■ **Prompt**
Make an exact copy of all the material below, apart from the pictures.

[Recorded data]
* begin *
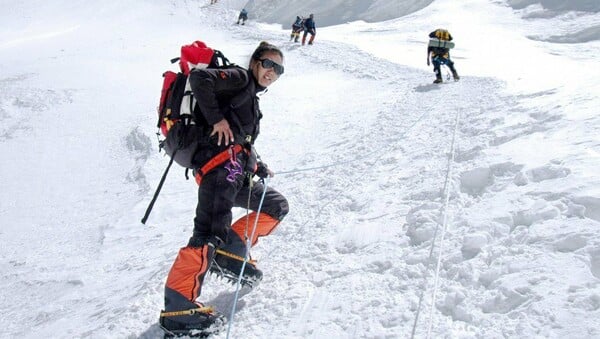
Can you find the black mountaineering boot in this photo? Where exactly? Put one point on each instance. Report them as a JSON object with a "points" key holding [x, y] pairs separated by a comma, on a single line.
{"points": [[228, 265]]}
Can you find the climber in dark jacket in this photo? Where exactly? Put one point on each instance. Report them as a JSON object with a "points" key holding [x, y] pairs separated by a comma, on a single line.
{"points": [[228, 110], [309, 27]]}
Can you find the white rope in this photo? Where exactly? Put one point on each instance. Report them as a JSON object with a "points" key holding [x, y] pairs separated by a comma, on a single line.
{"points": [[246, 258], [446, 191]]}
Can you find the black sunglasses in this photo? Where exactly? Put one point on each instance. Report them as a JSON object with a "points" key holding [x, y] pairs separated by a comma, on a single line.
{"points": [[268, 63]]}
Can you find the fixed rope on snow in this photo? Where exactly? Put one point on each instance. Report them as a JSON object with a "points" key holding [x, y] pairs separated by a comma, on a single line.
{"points": [[248, 245], [444, 213]]}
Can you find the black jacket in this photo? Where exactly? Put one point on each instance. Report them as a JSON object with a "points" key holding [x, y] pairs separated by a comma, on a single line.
{"points": [[227, 93]]}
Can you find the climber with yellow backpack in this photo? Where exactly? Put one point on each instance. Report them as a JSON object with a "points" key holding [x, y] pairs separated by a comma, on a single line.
{"points": [[438, 51]]}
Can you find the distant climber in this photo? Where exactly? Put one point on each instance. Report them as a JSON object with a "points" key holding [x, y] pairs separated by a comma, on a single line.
{"points": [[297, 27], [309, 27], [438, 50], [243, 16]]}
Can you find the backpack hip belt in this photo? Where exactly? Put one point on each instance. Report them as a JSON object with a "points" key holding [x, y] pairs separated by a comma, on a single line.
{"points": [[217, 160]]}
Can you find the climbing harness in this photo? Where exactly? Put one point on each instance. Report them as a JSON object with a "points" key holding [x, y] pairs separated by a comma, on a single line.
{"points": [[233, 167]]}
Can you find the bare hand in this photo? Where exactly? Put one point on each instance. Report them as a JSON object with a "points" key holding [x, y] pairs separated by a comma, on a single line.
{"points": [[223, 131]]}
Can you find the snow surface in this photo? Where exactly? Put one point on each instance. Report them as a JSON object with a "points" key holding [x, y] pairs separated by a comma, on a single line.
{"points": [[371, 144]]}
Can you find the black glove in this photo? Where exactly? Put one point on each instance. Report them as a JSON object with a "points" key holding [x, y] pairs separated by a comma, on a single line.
{"points": [[263, 170]]}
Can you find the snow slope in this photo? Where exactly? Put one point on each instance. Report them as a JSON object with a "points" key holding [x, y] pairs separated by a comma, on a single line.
{"points": [[368, 151]]}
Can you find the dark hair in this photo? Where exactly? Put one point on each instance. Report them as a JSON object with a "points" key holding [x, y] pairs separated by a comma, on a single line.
{"points": [[263, 48]]}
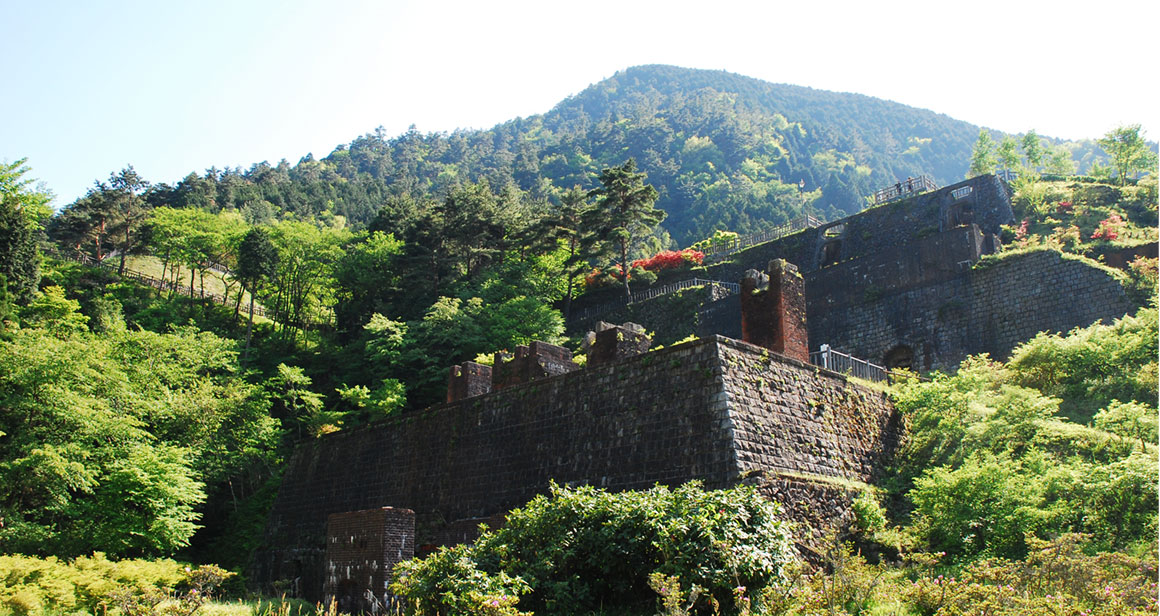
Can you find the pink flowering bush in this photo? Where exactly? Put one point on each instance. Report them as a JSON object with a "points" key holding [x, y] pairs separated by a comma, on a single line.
{"points": [[1109, 229]]}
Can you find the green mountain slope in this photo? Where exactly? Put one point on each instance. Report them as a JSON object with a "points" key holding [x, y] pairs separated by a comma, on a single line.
{"points": [[724, 151]]}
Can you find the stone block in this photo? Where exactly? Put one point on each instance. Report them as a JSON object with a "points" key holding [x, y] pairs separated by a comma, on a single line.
{"points": [[361, 550], [538, 360], [617, 342], [468, 381]]}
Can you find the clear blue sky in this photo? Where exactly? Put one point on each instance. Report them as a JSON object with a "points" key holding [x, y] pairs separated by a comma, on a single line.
* end *
■ **Written reply**
Can you find the black mountaineering boot in this photo? Where exactly? Put one point on each instance. Report them as a JSON object with a "points" key holding [x, y] pairs separated by a comma, on a single line.
{"points": [[228, 265]]}
Can you find the climber in dark jacket in this photo? Where exactly? Put one point on each instance. Report them as a JSON object with a "points" key holding [x, y] pairs separated by a comma, on a single line.
{"points": [[228, 110], [309, 27]]}
Can you find the white rope in this photo? Where exactly? Put one point on each instance. Report them as a JSON object with a "points" key holding [x, y] pairs separated by a comma, on a single line.
{"points": [[246, 258], [446, 191]]}
Can you find the black sunglasses in this photo? Where exactly? Put one point on each instance. Report them as a JSON object with a "points" key holding [x, y] pairs separated by a comma, on a single line.
{"points": [[268, 63]]}
Can you find the fixed rope on snow in this photo? Where exactly? Put one point on each instance. Report them as a JSON object with a "points" key holding [x, y] pairs separated by a comma, on a single line.
{"points": [[248, 245], [444, 213]]}
Can you find the black jacket in this photo? Where exactly? Put one point on each instance. Report them as a JSON object with a "points" key holding [x, y] pairs separated by a comma, on a single line.
{"points": [[227, 93]]}
Can you find the climber with yellow backpack in this photo? Where exactly? Put one point on each instance. Report them as a JSON object with a "points" key holding [x, y] pairs separated by a comma, on a single line.
{"points": [[438, 51]]}
Can you find the distant climber in this photo? Where exactly? Put one point on each instance. Report them as a JSON object with a "points" key holding [x, y] pairs separated by a comma, on a single line.
{"points": [[297, 27], [309, 27], [438, 50], [243, 16]]}
Can you find the backpack hip belt in this photo? Where exactly? Put one point on each instance. Report them as a JSON object with a "points" key holding [x, y] pairs separated by a comma, on a single line.
{"points": [[217, 160]]}
Can you find the climbing harness in this photo? Where exactly? Put one point on each instance. Report them as a JSON object with a "points" key holding [x, y] pairs separated by a comma, on a single line.
{"points": [[233, 167]]}
Can you find the bare hand in this photo? Where exactly? Put one point on each instance. Report them as a JSON object with a "points" key holding [x, y] pairs separated by a comma, on a single line.
{"points": [[223, 131]]}
Can you find the snow surface in this photo? Where exactly? Put one point on each instance. Report them as a JSON object with a "points" key holding [x, y] pairs separated by a comma, on a single line.
{"points": [[371, 144]]}
Can you find the black glove in this photo? Where exactly? Put one point on each instance. Report them as a JSON object with a "points" key holding [x, y] pairs separated by a comma, on a single line.
{"points": [[263, 170]]}
Can you find the snow slope in this photo? Where exactly? Put one point on each instance. Report them as a JSON object with a "points" key holding [x, y] pairs separated by a comma, on a single line.
{"points": [[368, 151]]}
Can you find the dark hair in this photo? Where exactly? Put one point on each instance. Report them as a JSON object with a "points" key holding [x, y] pairs separated by a comma, on a single line.
{"points": [[263, 48]]}
Can you find the pink flowering bush in this photo? Where exactly? Put one point on each instance. Report them as a JSON object with a "points" key holding [x, y] pairs separated by a comma, on a single line.
{"points": [[1109, 229]]}
Can you find the green mountain slope in this photo? Where exactly? Put one point on each instance. Report them as a JSON object with a "points" key holding [x, y] pairs separated by a comma, on a single line.
{"points": [[724, 151]]}
Can you find the stone block in this photo? Where exactly? Put one point on each instance. Report them as a JSON object with a "points" key holding [x, y] pairs separated by a comma, on a single line.
{"points": [[361, 550], [538, 360], [617, 342], [468, 381]]}
Can you find the clear blue sky in this photo? Where exactly? Put one point on each instance. Report them as a JSON object with a "points" key holding [x, y] pairs separated by a comma, on a single line.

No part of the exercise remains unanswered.